» Problem to solve: Copy each line of the listing where the word "black" can be found.

________________________________________

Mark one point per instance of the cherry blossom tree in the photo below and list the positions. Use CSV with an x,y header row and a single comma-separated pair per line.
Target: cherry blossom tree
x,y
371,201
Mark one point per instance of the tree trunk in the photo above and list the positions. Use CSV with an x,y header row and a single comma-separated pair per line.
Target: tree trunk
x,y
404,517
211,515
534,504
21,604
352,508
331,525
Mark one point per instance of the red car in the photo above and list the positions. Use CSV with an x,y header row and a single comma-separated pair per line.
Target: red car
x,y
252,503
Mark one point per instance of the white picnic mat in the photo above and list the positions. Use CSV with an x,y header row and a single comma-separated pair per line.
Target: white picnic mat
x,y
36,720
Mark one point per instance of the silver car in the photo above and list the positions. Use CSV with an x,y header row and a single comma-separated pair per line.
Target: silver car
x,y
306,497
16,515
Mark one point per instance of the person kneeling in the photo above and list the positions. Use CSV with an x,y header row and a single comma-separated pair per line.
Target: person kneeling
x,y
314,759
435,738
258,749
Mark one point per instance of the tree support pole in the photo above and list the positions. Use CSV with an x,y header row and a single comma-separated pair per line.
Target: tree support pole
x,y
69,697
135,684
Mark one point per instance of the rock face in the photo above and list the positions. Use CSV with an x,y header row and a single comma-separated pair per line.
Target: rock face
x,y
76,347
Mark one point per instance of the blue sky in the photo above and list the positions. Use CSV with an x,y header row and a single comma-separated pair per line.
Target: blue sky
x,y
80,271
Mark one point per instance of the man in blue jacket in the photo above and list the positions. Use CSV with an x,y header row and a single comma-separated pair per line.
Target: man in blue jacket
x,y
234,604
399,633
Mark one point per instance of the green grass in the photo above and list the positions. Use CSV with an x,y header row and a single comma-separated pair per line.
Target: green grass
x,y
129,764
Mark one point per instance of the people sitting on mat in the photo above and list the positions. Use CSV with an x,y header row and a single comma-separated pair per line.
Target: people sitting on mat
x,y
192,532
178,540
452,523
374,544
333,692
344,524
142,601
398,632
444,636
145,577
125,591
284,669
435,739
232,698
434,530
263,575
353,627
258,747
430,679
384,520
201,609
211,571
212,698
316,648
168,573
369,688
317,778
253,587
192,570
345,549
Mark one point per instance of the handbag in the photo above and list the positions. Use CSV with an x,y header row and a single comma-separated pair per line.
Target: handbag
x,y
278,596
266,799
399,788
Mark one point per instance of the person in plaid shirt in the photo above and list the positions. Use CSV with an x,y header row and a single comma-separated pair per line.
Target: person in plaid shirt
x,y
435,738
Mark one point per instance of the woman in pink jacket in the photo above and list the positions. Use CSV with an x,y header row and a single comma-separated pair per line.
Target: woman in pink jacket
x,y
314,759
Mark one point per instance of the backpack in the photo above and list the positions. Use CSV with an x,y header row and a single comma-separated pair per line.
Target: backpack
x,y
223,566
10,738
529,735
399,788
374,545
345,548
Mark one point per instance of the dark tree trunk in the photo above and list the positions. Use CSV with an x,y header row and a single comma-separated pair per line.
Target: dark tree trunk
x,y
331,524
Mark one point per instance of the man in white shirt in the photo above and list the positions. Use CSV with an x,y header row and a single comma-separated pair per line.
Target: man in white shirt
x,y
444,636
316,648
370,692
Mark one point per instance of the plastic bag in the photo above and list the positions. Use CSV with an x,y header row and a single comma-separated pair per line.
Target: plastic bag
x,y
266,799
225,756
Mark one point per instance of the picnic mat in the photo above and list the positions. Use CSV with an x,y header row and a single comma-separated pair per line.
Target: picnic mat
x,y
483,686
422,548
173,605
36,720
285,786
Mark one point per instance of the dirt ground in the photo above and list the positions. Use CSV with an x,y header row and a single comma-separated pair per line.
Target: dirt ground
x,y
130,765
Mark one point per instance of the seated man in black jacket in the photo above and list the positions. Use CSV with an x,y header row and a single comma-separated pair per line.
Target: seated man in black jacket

________________________________________

» Result of the task:
Mark one point per instance of the seated man in black jacket in the photo above and list the positions. Use CSV with an x,y header row and a single comma-separated pair per line.
Target: seated man in black jacket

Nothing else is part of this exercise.